-- The request --
Please return each of the following records exactly as given, line for line, with no changes.

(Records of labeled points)
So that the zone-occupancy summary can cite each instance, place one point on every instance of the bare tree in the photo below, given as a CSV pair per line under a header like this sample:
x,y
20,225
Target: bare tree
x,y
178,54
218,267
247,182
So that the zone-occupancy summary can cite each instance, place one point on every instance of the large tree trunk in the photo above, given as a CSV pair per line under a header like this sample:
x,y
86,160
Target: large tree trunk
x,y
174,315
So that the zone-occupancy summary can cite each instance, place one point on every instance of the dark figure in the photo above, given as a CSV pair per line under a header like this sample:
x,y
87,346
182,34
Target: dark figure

-- Task output --
So that the zone-occupancy summary can cite each instance, place one point on every instance of the bare tree in the photo below, given as a CSV pair per line under a header like this sample:
x,y
20,225
Target: bare tree
x,y
178,54
218,267
247,182
So that the zone-occupancy summary can cite each instance, place one point on every instance of the large tree trunk in the photo above, given as a CSV pair per line under a header like this sample:
x,y
86,160
Target: large tree trunk
x,y
174,315
So that the zone-occupancy summary can cite each instance, place one point on every instance of the dark figure in the photo above, given as a CSV pair per line under a header like this sample:
x,y
87,346
182,34
Target: dark figure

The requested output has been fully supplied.